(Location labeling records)
— begin —

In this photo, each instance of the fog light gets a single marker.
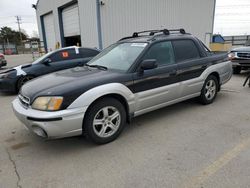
(39, 131)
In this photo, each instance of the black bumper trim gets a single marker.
(44, 119)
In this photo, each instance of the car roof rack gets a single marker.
(153, 32)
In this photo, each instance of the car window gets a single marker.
(64, 55)
(87, 52)
(185, 50)
(119, 56)
(162, 52)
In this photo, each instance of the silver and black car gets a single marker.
(3, 61)
(240, 58)
(136, 75)
(12, 79)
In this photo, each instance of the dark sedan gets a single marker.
(240, 58)
(11, 80)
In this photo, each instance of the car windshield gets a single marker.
(43, 57)
(118, 56)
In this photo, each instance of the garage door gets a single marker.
(70, 18)
(49, 31)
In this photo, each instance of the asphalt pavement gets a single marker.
(186, 145)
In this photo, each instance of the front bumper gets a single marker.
(58, 124)
(3, 62)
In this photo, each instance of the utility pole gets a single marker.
(18, 19)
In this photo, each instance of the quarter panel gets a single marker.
(112, 88)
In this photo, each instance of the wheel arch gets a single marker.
(216, 74)
(116, 96)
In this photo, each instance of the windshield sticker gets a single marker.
(139, 44)
(77, 50)
(19, 71)
(65, 54)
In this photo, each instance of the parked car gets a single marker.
(3, 61)
(11, 80)
(240, 58)
(134, 76)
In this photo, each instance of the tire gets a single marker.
(209, 90)
(105, 129)
(236, 70)
(22, 81)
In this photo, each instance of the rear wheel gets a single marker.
(236, 70)
(209, 90)
(22, 81)
(104, 121)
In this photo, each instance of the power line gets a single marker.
(18, 18)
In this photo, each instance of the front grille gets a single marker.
(244, 55)
(25, 101)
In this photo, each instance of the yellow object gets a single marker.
(220, 47)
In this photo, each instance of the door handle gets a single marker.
(173, 73)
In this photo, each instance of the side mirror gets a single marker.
(148, 64)
(47, 61)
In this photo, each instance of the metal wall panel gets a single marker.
(70, 19)
(87, 19)
(88, 23)
(49, 31)
(122, 17)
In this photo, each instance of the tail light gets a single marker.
(231, 56)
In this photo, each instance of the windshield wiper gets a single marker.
(97, 66)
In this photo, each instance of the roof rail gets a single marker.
(153, 32)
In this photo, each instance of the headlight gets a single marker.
(47, 103)
(231, 55)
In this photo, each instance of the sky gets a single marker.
(232, 17)
(11, 8)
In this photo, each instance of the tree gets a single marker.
(9, 35)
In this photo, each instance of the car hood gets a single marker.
(17, 68)
(71, 83)
(242, 49)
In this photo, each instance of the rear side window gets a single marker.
(64, 55)
(185, 50)
(162, 52)
(88, 52)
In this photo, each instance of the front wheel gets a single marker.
(104, 121)
(209, 90)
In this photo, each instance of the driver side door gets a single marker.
(154, 88)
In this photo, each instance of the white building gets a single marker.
(99, 23)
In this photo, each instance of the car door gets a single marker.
(157, 86)
(190, 65)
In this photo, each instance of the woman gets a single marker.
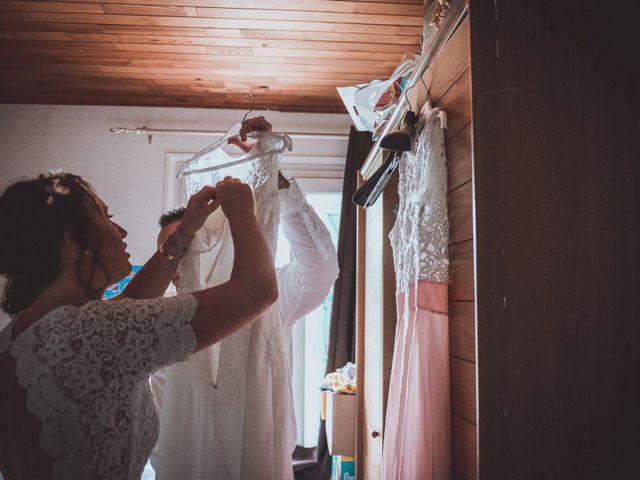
(75, 399)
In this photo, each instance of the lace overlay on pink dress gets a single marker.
(416, 436)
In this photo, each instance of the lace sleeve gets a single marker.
(144, 335)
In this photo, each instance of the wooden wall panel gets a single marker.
(555, 133)
(45, 42)
(378, 325)
(464, 455)
(449, 85)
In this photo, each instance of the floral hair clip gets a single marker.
(56, 188)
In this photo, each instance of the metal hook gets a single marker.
(253, 102)
(406, 96)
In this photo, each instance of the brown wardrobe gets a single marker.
(543, 204)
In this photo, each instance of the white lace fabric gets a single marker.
(86, 372)
(421, 233)
(226, 412)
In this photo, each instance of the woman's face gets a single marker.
(112, 254)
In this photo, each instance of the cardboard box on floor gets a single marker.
(341, 423)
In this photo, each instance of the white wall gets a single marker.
(128, 172)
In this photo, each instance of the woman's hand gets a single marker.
(235, 198)
(199, 207)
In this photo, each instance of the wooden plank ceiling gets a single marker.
(290, 54)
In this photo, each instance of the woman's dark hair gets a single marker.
(34, 216)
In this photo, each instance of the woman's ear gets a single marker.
(70, 251)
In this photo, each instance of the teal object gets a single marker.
(117, 288)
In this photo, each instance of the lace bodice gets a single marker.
(86, 372)
(226, 410)
(420, 235)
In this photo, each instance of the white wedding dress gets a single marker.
(226, 410)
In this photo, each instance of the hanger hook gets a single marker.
(426, 88)
(406, 96)
(253, 102)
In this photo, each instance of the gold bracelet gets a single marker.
(170, 257)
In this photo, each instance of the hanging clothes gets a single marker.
(417, 425)
(226, 410)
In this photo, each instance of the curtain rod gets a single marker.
(455, 15)
(165, 131)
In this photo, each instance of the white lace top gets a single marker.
(86, 373)
(420, 235)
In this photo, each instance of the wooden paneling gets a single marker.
(234, 47)
(373, 310)
(377, 327)
(463, 389)
(464, 456)
(555, 100)
(461, 214)
(459, 158)
(449, 86)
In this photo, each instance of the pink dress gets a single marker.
(416, 442)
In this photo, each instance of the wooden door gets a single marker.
(375, 332)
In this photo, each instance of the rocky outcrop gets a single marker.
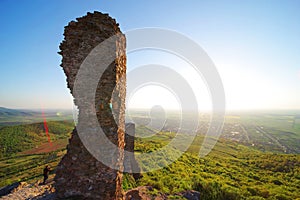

— end —

Transcribe the records verbatim, from the line containing "In this photo, each instance of the wooden paneling" through the end of the records, with both of those lines included. Omit the pictures from your transcription.

* _Solution for this task_:
In this photo, each instance of the wooden paneling gets a single marker.
(234, 47)
(373, 310)
(377, 327)
(463, 389)
(464, 456)
(555, 100)
(461, 214)
(459, 158)
(449, 86)
In this photo, each instance of the pink dress gets a single marker.
(416, 442)
In this photo, each instance of the wooden door gets a single marker.
(375, 332)
In this photo, each instance of the rocky outcrop gets a single marker.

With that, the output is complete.